>> Start PROVIDED PASSAGE

Union swings behind campaign for pension justice

Martin Shipton
The trade union Unite has thrown its weight behind a campaign to get justice for retired workers whose pensions were cut when the companies that employed them went bust.
Some of the most prominent campaigners are ex-steelworkers from Wales, who lost out when their employer Allied Steel and Wire crashed in 2002.
Plaid Cymru MP Ann Davies tabled amendments to the Pension Schemes Bill, which is currently going through the House of Commons, that would have provided full compensation to the retired workers.
But Pensions Minister Torsten Bell, the MP for Swansea West refused to accept the amendments, which were intended to make all the pensions inflation-proof .
Plaid intends to retable the amendments when the Bill is considered at its next Commons stage.
Fresh hope
Unite’s support for the has given campaigners fresh hope that the UK Government will back the amendments that will deliver what they have been seeking for more than 20 years.

>> End PROVIDED PASSAGE

# TASK REQUIREMENTS
• A. In the pension article, copy everything from "Some of the" down to "the retired workers.", changing "Allied Steel and Wire" to "ASW".
• B. According to the pension article, which MP tabled amendments to the Pension Schemes Bill?
The entries that follow have nothing to do with the pension article.

>> Start EXTRACTED MATERIAL

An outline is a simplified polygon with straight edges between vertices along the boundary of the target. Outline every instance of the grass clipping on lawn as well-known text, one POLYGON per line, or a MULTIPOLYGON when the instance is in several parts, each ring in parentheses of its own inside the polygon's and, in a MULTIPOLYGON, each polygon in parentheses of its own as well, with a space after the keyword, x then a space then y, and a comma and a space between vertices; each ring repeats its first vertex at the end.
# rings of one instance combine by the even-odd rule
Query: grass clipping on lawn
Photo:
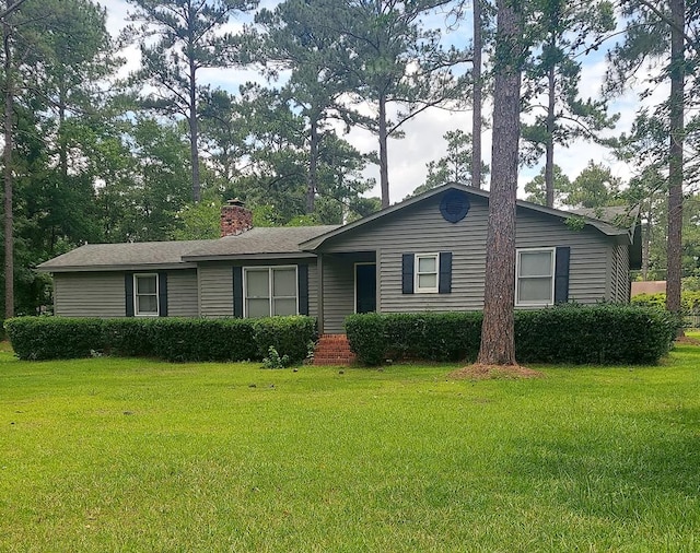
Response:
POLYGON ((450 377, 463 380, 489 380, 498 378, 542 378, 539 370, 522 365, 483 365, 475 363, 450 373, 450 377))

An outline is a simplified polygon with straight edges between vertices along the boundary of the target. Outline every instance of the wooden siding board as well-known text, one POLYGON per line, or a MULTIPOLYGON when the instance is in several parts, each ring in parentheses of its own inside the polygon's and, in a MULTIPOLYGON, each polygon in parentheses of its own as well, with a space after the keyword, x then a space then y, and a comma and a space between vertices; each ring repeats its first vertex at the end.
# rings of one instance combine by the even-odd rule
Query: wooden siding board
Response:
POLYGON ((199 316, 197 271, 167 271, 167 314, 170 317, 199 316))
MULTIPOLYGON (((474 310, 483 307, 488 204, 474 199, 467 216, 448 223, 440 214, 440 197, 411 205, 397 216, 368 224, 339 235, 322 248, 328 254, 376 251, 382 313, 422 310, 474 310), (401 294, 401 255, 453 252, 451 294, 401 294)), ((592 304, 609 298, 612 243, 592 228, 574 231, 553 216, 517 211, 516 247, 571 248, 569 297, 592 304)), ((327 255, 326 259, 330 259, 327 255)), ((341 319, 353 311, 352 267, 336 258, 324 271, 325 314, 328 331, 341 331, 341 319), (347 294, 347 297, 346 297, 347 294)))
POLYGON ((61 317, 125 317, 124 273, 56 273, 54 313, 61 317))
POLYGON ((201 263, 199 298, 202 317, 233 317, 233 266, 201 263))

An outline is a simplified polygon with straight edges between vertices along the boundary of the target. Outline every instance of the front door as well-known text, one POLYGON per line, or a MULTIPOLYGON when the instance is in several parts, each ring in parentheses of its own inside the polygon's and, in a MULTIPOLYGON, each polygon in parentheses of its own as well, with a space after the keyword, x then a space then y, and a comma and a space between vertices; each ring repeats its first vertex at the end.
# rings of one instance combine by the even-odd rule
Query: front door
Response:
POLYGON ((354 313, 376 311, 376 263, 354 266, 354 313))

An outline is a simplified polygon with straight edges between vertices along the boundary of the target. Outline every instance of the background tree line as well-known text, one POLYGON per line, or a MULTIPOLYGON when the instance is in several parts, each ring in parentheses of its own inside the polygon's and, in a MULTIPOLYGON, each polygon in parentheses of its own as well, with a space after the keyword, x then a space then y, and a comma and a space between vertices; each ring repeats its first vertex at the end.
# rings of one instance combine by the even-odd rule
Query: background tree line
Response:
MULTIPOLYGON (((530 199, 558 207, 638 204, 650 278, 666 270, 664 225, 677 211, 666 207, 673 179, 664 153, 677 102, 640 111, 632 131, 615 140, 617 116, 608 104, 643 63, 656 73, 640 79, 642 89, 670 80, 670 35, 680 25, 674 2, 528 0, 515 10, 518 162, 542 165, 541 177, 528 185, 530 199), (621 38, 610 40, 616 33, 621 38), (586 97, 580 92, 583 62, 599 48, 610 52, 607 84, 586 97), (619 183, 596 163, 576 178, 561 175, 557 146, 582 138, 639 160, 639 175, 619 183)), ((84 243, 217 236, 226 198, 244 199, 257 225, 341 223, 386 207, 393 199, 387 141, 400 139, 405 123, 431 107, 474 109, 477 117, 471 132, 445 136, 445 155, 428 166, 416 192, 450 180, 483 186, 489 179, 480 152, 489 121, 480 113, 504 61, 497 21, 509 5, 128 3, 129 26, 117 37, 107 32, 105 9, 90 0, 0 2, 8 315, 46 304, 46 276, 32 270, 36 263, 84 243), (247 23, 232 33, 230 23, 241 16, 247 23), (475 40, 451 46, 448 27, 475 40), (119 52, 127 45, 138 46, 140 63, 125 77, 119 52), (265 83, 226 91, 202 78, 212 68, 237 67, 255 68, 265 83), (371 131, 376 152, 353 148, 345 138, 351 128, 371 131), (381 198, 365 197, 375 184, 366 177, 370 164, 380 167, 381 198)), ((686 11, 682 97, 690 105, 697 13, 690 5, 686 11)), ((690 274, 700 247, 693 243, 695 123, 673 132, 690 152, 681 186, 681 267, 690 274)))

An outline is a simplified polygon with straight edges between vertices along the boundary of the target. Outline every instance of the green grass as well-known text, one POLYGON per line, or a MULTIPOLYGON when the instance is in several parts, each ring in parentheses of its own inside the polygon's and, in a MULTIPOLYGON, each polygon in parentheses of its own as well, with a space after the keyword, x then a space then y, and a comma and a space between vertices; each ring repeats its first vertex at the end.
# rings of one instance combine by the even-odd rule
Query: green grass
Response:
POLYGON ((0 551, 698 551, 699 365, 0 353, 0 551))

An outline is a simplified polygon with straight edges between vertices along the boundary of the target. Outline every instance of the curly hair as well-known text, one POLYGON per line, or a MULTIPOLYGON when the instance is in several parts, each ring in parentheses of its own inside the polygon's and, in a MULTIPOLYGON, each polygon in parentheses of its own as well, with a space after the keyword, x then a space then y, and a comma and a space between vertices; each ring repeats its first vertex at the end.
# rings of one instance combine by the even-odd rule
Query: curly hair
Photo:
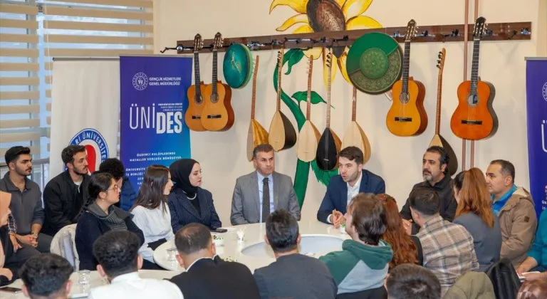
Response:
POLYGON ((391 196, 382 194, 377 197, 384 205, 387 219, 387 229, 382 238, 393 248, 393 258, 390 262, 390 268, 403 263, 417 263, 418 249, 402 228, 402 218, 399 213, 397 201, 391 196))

>> End EXTRACTED MATERIAL
>> Start EXTRACTED MATERIAL

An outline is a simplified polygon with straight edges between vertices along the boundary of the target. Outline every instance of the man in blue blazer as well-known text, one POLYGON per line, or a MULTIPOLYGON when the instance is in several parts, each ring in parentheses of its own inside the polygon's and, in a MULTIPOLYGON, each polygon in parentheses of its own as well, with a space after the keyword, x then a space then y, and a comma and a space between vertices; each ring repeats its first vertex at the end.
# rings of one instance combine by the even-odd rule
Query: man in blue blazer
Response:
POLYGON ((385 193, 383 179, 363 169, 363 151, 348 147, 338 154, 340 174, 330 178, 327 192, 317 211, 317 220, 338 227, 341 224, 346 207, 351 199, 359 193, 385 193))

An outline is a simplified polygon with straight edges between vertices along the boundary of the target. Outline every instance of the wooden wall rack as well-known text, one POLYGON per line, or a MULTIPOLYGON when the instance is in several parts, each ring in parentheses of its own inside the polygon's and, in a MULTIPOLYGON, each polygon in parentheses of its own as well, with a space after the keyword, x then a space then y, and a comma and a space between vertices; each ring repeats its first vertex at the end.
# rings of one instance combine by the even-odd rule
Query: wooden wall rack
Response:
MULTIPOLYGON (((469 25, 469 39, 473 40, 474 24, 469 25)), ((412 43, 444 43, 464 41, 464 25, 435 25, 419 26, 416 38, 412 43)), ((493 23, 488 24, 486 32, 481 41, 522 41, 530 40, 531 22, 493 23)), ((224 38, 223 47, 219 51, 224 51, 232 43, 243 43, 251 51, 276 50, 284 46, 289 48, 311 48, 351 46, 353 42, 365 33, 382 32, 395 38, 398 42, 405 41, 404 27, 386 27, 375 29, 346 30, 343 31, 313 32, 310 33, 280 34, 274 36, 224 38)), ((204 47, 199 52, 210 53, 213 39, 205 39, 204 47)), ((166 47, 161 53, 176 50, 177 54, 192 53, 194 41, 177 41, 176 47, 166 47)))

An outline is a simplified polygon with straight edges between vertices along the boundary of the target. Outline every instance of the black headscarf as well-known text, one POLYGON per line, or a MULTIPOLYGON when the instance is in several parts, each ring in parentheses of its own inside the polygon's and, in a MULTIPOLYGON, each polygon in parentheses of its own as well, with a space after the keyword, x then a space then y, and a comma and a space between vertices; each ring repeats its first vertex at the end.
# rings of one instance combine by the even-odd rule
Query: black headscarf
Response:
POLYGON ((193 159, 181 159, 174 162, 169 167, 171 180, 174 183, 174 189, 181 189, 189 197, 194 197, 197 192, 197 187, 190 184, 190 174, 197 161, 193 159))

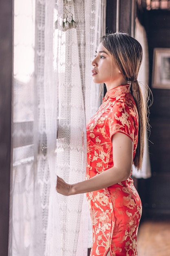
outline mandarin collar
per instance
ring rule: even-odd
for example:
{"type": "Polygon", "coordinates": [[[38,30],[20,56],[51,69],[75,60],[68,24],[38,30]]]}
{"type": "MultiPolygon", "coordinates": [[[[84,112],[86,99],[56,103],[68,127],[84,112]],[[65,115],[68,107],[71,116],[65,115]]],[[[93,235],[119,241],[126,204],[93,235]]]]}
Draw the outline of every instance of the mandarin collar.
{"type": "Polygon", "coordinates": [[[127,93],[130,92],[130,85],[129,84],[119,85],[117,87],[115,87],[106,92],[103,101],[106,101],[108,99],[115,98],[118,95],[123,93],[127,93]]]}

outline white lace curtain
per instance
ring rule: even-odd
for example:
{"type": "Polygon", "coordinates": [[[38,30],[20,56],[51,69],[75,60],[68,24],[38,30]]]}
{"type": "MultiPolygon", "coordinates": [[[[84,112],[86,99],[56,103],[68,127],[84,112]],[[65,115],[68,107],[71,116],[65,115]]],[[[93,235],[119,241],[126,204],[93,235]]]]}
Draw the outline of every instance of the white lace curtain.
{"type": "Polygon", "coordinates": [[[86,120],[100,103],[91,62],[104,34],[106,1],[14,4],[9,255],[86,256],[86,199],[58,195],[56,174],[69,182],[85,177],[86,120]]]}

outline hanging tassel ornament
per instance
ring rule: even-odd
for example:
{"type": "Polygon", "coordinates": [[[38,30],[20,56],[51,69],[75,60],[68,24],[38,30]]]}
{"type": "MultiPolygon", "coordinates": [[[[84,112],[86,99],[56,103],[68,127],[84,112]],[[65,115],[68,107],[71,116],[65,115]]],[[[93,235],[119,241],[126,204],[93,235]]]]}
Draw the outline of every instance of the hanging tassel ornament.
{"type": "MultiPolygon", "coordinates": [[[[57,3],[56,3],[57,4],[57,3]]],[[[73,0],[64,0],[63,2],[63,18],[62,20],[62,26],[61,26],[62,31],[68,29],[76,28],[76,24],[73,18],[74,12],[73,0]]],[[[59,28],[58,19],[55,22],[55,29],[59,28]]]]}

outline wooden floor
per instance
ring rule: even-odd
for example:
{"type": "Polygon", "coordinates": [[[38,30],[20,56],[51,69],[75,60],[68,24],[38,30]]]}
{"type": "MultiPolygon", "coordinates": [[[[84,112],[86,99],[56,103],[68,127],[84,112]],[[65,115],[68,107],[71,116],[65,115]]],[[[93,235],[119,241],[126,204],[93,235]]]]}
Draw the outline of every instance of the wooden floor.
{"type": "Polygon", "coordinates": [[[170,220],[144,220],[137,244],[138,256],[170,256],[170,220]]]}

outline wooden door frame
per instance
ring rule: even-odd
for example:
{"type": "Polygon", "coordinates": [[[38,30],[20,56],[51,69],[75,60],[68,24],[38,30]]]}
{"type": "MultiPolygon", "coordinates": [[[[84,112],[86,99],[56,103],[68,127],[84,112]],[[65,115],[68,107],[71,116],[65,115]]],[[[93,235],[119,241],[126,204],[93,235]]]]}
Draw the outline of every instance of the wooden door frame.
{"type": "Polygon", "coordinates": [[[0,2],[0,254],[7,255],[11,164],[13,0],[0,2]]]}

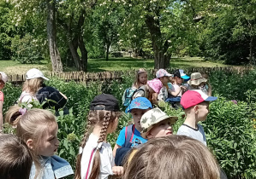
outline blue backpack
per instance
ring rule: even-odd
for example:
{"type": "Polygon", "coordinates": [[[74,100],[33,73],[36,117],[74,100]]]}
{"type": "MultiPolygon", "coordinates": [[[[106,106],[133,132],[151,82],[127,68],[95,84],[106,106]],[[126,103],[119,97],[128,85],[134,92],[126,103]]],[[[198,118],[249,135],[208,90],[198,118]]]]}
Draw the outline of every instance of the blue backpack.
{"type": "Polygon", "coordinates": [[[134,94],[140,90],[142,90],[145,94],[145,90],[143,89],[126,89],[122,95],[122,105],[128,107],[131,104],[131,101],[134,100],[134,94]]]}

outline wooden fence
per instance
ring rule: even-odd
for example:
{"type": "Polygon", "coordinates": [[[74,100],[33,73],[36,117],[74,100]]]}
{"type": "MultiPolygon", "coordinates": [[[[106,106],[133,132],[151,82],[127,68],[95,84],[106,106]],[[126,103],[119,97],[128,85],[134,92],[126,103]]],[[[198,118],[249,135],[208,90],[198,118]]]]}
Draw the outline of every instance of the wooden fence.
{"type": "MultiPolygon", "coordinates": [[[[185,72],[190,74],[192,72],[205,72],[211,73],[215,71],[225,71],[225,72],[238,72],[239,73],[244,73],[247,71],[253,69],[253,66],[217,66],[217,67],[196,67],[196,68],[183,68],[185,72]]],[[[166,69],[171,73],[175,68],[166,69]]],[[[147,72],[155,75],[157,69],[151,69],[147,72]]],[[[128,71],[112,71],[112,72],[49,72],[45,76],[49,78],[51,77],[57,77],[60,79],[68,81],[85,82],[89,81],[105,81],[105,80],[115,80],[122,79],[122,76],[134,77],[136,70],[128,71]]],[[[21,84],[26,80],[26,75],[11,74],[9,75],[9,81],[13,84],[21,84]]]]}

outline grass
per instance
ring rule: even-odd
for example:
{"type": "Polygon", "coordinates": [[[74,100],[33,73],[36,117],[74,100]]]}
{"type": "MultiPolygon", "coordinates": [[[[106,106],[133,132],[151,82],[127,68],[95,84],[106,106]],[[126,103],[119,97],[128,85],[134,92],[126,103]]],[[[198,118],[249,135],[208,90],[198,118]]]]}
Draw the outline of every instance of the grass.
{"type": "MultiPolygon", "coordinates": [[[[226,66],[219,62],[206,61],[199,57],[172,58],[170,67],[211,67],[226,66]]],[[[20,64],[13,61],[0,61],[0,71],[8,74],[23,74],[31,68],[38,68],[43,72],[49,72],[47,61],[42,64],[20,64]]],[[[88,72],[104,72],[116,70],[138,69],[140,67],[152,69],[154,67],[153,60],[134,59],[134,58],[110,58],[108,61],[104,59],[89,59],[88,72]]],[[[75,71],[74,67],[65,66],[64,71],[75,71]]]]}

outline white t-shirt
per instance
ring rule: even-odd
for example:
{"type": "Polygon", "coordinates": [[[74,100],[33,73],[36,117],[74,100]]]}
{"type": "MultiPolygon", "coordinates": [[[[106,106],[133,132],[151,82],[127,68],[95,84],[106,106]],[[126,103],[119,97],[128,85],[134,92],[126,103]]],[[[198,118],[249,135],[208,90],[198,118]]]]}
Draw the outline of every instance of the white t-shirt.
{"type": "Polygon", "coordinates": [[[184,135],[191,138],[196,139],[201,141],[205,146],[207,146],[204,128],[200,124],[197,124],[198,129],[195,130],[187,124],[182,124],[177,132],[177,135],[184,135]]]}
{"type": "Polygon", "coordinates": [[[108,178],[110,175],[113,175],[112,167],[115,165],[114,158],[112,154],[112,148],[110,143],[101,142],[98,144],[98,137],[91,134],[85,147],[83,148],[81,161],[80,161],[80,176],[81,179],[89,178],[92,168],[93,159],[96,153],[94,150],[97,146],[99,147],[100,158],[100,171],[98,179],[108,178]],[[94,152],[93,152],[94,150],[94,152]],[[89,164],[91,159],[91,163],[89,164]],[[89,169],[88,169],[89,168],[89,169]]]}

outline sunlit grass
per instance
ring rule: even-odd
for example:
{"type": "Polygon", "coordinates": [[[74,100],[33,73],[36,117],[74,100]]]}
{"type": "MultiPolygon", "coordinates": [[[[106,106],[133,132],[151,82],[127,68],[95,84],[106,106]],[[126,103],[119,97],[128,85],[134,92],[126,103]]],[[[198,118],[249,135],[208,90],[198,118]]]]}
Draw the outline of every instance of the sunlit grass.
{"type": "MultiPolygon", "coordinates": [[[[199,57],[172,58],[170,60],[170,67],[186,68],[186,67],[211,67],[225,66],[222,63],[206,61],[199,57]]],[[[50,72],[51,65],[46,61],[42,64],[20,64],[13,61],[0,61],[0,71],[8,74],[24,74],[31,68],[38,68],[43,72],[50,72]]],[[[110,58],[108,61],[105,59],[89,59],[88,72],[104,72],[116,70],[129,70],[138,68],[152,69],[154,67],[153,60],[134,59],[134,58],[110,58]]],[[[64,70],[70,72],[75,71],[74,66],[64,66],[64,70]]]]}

>> End EXTRACTED MATERIAL
>> Start EXTRACTED MATERIAL

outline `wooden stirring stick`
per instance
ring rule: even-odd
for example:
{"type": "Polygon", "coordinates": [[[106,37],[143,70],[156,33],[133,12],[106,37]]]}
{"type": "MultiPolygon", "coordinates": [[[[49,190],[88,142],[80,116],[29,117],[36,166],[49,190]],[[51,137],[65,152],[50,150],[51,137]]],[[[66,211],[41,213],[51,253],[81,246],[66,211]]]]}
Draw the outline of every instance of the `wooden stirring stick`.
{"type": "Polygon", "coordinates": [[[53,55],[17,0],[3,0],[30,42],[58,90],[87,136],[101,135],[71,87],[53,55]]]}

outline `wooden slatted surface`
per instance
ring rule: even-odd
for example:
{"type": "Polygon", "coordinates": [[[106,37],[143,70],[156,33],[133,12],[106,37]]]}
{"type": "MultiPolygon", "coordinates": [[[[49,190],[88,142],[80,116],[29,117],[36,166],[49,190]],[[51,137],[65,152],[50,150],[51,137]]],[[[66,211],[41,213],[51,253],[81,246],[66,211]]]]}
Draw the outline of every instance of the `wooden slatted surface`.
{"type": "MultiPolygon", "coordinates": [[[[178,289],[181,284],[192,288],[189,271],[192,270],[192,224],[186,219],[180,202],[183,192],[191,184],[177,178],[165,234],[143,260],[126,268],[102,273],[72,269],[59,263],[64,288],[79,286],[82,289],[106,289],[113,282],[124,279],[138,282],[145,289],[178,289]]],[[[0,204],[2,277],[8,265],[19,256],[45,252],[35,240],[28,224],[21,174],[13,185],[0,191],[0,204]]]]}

>> End EXTRACTED MATERIAL

# EXPECTED RESULTS
• A.
Some of the most prominent campaigners are ex-steelworkers from Wales, who lost out when their employer ASW crashed in 2002.
Plaid Cymru MP Ann Davies tabled amendments to the Pension Schemes Bill, which is currently going through the House of Commons, that would have provided full compensation to the retired workers.

• B. Plaid Cymru MP Ann Davies